_ACTIVITY_
Go through the listing and copy every line word for word.

::: RECORDS PROVIDED

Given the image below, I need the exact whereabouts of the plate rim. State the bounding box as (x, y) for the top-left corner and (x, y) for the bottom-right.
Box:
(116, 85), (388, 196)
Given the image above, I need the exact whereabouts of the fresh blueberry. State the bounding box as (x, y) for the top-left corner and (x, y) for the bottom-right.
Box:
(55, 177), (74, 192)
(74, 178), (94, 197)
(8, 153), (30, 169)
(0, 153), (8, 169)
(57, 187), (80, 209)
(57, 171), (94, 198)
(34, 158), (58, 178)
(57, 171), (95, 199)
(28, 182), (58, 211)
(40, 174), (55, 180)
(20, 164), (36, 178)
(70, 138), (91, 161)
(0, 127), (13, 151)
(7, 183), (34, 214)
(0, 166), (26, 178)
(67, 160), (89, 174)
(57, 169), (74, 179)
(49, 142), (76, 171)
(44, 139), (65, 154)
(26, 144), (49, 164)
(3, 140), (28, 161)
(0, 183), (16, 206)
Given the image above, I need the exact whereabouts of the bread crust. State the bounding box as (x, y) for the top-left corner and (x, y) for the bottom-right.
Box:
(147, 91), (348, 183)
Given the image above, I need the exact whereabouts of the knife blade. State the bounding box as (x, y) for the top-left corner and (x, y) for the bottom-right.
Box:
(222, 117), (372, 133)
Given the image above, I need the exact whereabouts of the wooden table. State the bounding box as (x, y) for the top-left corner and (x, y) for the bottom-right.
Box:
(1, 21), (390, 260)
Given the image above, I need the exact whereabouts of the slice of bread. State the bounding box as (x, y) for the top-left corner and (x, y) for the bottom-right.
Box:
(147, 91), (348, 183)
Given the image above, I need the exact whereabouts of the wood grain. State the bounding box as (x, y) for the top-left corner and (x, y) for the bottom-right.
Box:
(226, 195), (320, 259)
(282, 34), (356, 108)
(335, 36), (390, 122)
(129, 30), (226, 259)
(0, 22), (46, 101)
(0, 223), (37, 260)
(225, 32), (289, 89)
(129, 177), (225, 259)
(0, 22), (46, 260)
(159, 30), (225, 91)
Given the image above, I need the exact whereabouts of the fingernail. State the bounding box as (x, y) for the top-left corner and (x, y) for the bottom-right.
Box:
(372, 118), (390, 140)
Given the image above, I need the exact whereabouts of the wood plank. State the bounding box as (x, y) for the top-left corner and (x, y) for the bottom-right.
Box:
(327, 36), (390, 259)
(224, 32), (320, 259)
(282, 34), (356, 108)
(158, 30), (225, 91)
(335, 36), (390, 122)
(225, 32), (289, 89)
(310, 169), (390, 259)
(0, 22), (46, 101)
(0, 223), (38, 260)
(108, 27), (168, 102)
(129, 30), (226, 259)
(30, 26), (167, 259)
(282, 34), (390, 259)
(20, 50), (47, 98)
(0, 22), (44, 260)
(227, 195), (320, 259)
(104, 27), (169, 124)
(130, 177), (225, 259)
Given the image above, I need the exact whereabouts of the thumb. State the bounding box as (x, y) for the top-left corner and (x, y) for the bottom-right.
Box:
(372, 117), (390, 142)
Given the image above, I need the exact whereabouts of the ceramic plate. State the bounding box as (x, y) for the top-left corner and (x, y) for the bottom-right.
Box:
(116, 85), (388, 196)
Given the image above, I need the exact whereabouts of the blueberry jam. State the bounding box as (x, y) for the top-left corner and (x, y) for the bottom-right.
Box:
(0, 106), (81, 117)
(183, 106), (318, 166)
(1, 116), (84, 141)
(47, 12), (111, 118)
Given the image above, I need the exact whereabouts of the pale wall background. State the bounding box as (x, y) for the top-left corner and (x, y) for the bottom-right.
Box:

::::::

_TASK RESULT_
Given the image below, I need the exact whereabouts of the plate rim. State the bounding box as (x, y) for the top-left corner and (x, y) for the bottom-right.
Box:
(116, 85), (388, 196)
Given the image above, I need the exact whereabouts of the fresh blueberry. State the bounding box as (x, y) for the top-left corner and (x, y) for the bottom-right.
Box:
(55, 177), (74, 192)
(74, 178), (94, 197)
(8, 153), (30, 169)
(0, 153), (8, 169)
(57, 187), (80, 209)
(57, 171), (94, 198)
(34, 158), (58, 178)
(57, 171), (95, 199)
(28, 182), (58, 211)
(40, 174), (55, 180)
(20, 164), (36, 178)
(70, 138), (91, 161)
(0, 127), (13, 151)
(7, 183), (34, 214)
(0, 166), (26, 178)
(67, 160), (89, 174)
(57, 169), (74, 179)
(49, 142), (76, 171)
(44, 139), (65, 154)
(26, 144), (49, 164)
(3, 140), (28, 161)
(0, 183), (16, 206)
Given the image above, I need the exact whereabouts of the bread crust. State the bounding box as (x, y) for the top-left corner and (x, y) for the bottom-right.
Box:
(147, 91), (348, 183)
Given the image above, I need the exact whereabouts of the knife blade. State the bounding box as (x, y) for the top-left corner and (x, y) for the bottom-right.
Box:
(222, 117), (372, 133)
Given the image above, I need the exact whereabouts of the wooden table. State the bounding box as (x, y) for the top-left corner and (x, y) for the bottom-right.
Box:
(1, 21), (390, 260)
Given the image above, I need the exact whereabouts of the slice of bread. State the bounding box as (x, y) for the top-left corner and (x, y) for the bottom-right.
Box:
(147, 91), (348, 183)
Given the image above, I need the exact whereabouts of the wood grain. State the bounding box as (x, y) for the top-left corner and (x, y) for the bottom-right.
Box:
(226, 195), (320, 259)
(282, 34), (356, 108)
(335, 36), (390, 122)
(129, 30), (226, 259)
(0, 22), (46, 101)
(0, 223), (37, 260)
(225, 32), (289, 89)
(129, 177), (225, 259)
(0, 22), (46, 260)
(159, 30), (225, 91)
Given the image above, I need the exact whereabouts of the fingernail. State the bounding box as (x, y) for the top-left corner and (x, y) for the bottom-right.
Box:
(372, 118), (390, 140)
Given the image above, I need the exact whereabouts of the wood plank. State the bounding box as (x, y) for the top-left corner and (x, y) for the bottom-right.
Box:
(327, 36), (390, 259)
(224, 32), (320, 259)
(282, 34), (356, 108)
(158, 30), (225, 91)
(335, 36), (390, 122)
(225, 32), (289, 89)
(310, 169), (390, 259)
(0, 22), (46, 101)
(0, 223), (38, 260)
(108, 27), (168, 102)
(129, 30), (226, 259)
(30, 26), (167, 259)
(282, 34), (390, 259)
(20, 50), (47, 98)
(0, 22), (44, 260)
(227, 195), (320, 259)
(104, 27), (169, 124)
(130, 177), (225, 259)
Given the image above, I need the exact whereabouts of the thumb. State the bounding box as (x, y) for the top-left corner and (x, y) for the bottom-right.
Box:
(372, 117), (390, 142)
Given the image above, I need the exact whereabouts of the ceramic plate. State the bounding box as (x, y) for the top-left corner and (x, y) for the bottom-right.
Box:
(116, 85), (388, 196)
Given the image above, I need the exact whereabouts of the blueberry jam. State the bounding box as (x, y) for the top-left corner and (x, y) for the bottom-right.
Box:
(0, 106), (81, 117)
(183, 106), (318, 166)
(1, 116), (84, 141)
(47, 12), (111, 118)
Given the image above, I need the exact whereabouts of the pale wall background. State the bounding box as (x, y) for the top-left corner and (x, y) for the bottom-right.
Box:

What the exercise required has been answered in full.